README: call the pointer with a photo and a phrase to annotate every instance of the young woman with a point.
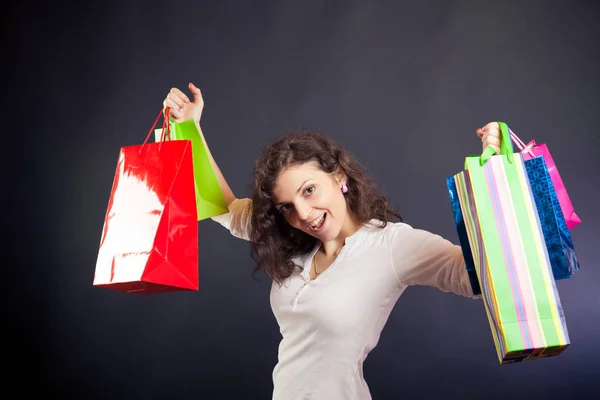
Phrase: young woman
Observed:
(321, 231)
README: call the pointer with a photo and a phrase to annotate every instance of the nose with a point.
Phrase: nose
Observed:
(303, 210)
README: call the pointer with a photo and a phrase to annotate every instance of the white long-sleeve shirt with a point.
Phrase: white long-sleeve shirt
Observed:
(330, 324)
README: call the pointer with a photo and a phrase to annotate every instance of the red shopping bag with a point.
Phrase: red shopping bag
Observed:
(149, 240)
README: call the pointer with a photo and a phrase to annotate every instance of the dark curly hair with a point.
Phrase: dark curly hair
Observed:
(273, 241)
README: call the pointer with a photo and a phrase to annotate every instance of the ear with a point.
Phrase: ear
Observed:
(340, 177)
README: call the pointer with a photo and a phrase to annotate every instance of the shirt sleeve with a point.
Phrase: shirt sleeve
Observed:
(237, 220)
(423, 258)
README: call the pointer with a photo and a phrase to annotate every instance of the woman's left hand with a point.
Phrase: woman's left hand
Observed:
(490, 136)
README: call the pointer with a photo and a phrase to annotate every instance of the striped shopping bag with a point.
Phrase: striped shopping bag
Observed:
(510, 257)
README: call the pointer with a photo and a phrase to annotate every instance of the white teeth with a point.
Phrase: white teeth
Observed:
(317, 221)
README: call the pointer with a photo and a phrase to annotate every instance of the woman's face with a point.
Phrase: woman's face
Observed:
(311, 200)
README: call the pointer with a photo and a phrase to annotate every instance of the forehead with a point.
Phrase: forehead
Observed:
(292, 178)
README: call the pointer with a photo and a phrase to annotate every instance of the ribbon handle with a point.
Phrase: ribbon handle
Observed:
(166, 127)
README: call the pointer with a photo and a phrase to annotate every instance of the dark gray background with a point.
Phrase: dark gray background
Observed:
(403, 85)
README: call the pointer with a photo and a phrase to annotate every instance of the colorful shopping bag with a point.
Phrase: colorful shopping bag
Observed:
(149, 240)
(559, 244)
(209, 197)
(510, 257)
(532, 150)
(462, 235)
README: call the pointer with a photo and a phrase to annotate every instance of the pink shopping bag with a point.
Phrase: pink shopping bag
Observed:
(532, 150)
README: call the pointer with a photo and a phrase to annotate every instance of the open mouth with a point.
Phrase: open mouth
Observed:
(318, 225)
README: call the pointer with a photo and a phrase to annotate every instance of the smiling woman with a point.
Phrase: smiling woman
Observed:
(321, 230)
(299, 179)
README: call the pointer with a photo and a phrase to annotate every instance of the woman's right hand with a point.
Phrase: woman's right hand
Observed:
(181, 108)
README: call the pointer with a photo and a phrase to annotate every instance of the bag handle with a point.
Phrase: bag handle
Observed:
(166, 127)
(520, 144)
(505, 146)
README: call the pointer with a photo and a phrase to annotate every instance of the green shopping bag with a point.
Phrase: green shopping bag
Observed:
(510, 256)
(209, 197)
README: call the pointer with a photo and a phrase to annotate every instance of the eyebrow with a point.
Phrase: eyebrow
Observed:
(300, 188)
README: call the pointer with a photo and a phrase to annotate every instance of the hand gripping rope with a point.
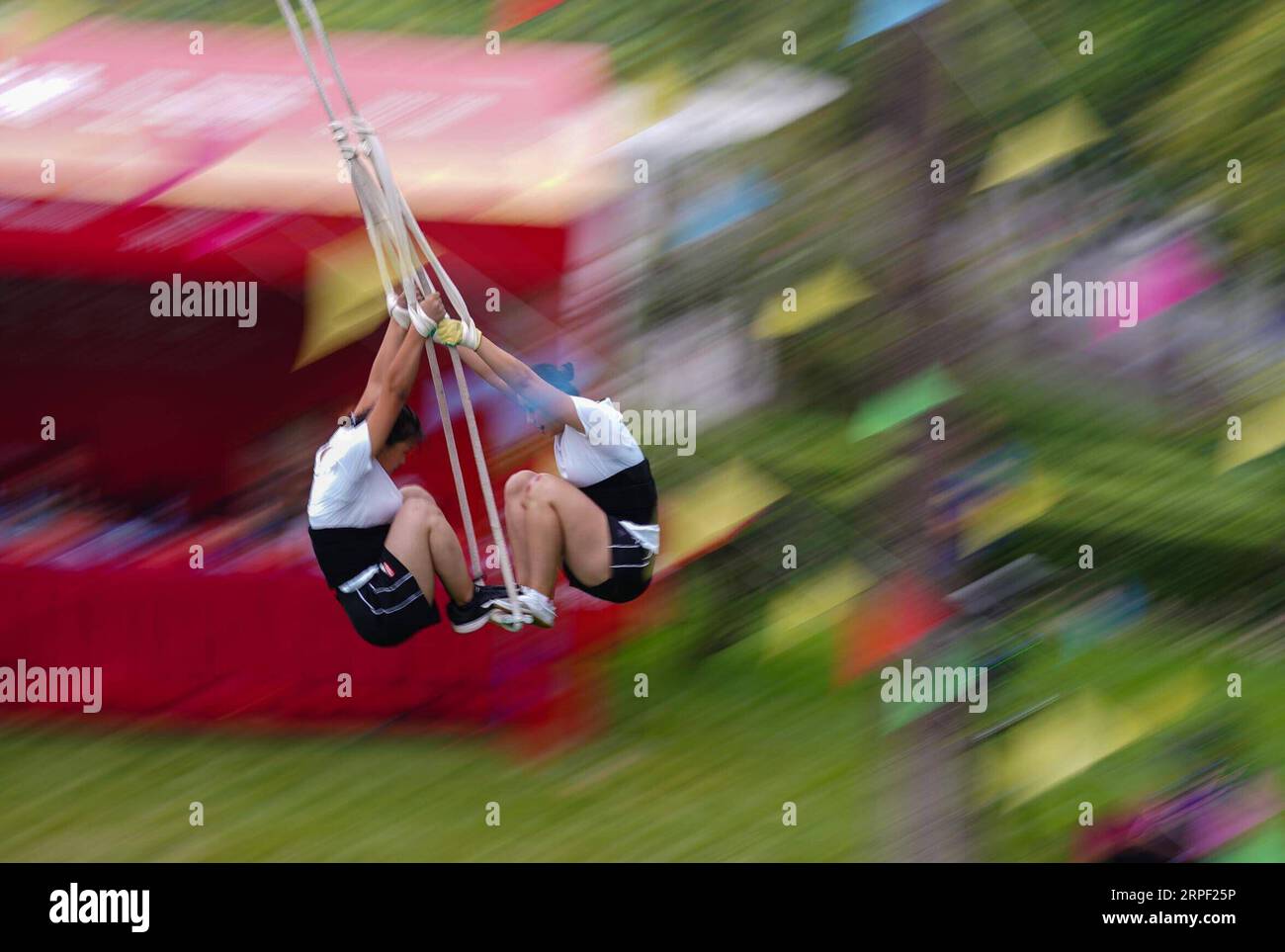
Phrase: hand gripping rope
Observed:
(396, 235)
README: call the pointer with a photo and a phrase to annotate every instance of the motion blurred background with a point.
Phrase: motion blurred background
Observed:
(798, 240)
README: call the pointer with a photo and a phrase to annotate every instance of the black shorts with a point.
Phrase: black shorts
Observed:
(631, 566)
(386, 604)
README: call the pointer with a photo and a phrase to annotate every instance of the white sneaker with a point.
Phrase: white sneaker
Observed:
(539, 608)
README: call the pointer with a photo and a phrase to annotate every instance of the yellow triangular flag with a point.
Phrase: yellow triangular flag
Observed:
(345, 297)
(701, 514)
(816, 299)
(801, 610)
(1262, 431)
(1007, 511)
(1049, 137)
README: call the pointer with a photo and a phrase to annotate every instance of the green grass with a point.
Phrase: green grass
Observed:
(698, 771)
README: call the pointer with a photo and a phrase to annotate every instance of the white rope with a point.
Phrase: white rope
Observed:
(389, 221)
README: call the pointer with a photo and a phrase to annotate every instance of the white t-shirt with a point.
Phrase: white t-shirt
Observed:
(350, 488)
(603, 450)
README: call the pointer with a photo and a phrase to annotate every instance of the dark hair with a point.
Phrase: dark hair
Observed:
(405, 428)
(557, 377)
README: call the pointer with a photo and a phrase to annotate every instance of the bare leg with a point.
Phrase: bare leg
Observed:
(563, 524)
(425, 544)
(515, 522)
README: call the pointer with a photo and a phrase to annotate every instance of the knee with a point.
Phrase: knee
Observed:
(416, 492)
(424, 510)
(517, 484)
(543, 488)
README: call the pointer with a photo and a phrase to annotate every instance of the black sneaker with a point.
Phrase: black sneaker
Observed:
(475, 612)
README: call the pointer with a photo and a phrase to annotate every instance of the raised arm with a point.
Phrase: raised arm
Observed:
(390, 393)
(519, 382)
(388, 347)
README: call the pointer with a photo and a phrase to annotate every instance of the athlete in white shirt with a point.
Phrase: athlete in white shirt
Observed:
(596, 519)
(381, 548)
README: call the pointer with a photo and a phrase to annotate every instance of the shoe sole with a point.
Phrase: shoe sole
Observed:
(500, 610)
(471, 625)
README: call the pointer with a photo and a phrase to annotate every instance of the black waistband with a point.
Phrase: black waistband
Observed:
(343, 553)
(628, 494)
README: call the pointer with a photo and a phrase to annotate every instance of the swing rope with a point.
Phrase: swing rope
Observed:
(389, 223)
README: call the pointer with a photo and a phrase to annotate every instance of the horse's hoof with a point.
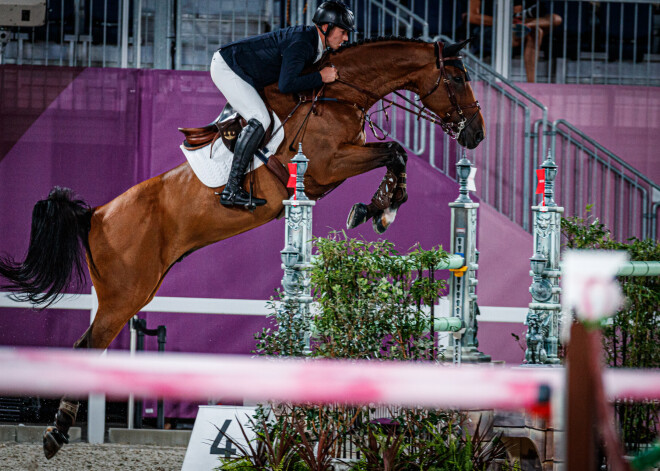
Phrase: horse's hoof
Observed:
(53, 441)
(383, 220)
(377, 223)
(357, 216)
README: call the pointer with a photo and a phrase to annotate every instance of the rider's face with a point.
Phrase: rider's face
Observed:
(335, 37)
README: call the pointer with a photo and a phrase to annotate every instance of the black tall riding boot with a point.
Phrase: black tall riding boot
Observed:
(246, 145)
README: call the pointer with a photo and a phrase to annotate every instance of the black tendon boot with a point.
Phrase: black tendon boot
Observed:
(246, 145)
(57, 434)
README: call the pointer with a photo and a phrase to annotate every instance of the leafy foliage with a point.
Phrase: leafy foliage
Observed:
(372, 306)
(631, 340)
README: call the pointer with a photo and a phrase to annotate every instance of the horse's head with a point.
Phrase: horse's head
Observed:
(444, 88)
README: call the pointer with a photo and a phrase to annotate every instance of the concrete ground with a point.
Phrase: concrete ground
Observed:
(127, 450)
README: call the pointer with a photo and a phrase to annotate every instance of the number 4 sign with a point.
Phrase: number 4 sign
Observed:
(209, 442)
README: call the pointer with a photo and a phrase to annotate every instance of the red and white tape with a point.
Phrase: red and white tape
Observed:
(52, 372)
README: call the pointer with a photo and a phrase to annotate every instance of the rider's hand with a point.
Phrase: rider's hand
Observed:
(329, 74)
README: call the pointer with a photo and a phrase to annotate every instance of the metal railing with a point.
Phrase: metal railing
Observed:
(609, 42)
(622, 197)
(517, 134)
(583, 42)
(161, 34)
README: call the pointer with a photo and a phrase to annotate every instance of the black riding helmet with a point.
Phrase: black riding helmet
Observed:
(334, 13)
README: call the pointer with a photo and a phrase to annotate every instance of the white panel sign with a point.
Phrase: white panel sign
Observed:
(208, 441)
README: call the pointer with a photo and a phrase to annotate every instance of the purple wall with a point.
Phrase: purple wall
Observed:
(101, 131)
(625, 119)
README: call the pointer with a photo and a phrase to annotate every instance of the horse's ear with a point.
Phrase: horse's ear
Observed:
(453, 49)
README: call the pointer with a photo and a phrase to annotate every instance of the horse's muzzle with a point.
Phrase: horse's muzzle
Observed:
(471, 136)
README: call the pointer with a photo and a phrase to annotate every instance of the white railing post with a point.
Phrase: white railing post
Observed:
(96, 402)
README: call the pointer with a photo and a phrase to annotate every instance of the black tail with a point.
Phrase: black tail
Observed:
(54, 261)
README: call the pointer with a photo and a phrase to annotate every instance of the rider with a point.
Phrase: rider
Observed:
(241, 68)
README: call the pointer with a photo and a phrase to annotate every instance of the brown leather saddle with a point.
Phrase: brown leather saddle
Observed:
(227, 127)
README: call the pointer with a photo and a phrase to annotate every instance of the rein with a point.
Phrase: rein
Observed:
(451, 128)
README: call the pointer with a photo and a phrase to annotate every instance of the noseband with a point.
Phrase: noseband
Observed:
(451, 128)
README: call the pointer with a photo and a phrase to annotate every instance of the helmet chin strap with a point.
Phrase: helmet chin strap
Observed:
(325, 33)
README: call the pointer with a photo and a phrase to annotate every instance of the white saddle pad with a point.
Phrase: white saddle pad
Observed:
(214, 171)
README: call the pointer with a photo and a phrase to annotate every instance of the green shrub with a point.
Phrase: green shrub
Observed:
(631, 340)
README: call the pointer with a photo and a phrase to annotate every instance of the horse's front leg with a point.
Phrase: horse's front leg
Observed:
(390, 194)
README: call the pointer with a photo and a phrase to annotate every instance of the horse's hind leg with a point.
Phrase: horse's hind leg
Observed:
(107, 324)
(390, 194)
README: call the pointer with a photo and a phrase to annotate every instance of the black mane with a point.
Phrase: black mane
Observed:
(378, 40)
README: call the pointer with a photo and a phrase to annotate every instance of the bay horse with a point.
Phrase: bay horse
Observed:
(131, 242)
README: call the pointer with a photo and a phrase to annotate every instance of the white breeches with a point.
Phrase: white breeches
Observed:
(240, 94)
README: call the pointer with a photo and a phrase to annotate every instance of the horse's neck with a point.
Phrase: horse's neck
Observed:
(383, 67)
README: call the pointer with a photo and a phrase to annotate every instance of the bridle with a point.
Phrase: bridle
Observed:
(450, 127)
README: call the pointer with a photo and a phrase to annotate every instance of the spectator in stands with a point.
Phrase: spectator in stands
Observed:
(531, 22)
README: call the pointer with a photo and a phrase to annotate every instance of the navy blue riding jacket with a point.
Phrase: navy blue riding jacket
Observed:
(279, 56)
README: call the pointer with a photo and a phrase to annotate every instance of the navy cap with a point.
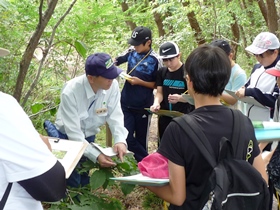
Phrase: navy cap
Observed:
(222, 44)
(139, 35)
(101, 64)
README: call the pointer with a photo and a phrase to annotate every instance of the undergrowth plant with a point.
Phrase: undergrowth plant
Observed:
(93, 195)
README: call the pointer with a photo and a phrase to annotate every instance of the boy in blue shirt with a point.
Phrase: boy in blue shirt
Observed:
(137, 93)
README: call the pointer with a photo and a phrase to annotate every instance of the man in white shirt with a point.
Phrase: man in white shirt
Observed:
(88, 102)
(25, 160)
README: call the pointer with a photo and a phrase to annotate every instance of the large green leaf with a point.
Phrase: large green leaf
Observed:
(81, 48)
(97, 179)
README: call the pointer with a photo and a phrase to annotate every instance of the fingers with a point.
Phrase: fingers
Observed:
(105, 161)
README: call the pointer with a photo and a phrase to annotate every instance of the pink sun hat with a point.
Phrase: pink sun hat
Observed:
(274, 71)
(155, 166)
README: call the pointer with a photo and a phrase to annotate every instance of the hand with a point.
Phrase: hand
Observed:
(155, 107)
(241, 92)
(173, 98)
(134, 81)
(105, 161)
(46, 141)
(120, 148)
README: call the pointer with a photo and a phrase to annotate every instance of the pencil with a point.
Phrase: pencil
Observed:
(170, 107)
(185, 92)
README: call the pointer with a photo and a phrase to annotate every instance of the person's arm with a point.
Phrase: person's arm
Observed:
(49, 187)
(228, 99)
(137, 81)
(264, 98)
(175, 191)
(157, 100)
(260, 166)
(115, 120)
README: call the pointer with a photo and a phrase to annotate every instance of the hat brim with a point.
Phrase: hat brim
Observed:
(4, 52)
(134, 42)
(168, 56)
(112, 73)
(273, 72)
(255, 50)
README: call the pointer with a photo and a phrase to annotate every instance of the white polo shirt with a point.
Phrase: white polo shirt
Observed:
(23, 154)
(81, 112)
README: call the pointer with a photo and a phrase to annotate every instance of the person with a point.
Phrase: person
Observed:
(275, 146)
(188, 171)
(261, 85)
(170, 84)
(25, 160)
(137, 93)
(237, 78)
(88, 102)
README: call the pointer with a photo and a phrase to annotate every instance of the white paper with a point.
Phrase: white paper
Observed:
(139, 179)
(246, 99)
(108, 151)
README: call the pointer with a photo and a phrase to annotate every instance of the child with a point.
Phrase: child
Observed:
(171, 84)
(137, 92)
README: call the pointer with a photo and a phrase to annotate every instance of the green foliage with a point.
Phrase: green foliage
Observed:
(152, 202)
(92, 196)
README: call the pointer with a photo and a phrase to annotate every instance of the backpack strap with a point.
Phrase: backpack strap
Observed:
(193, 130)
(5, 196)
(238, 132)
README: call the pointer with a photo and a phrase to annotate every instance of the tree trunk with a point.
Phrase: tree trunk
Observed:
(45, 53)
(130, 24)
(195, 26)
(272, 16)
(33, 42)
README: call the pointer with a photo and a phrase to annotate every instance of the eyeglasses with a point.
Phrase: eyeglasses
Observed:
(259, 55)
(270, 52)
(168, 59)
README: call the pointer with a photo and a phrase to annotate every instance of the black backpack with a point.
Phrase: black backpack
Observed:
(234, 183)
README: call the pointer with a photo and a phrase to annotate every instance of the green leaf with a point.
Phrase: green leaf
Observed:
(81, 48)
(36, 107)
(97, 179)
(127, 188)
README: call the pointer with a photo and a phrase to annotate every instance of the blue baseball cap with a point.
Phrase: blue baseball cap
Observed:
(101, 64)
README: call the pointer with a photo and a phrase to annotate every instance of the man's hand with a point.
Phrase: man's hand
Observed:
(134, 81)
(241, 92)
(46, 141)
(120, 148)
(105, 161)
(155, 107)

====

What is needed — Locate the word "purple" in the records and collect each line it appears in.

Problem solution —
README: call the pointer with a photo and a phrase to annotate every instance of the purple wall with a point.
Phrase: purple wall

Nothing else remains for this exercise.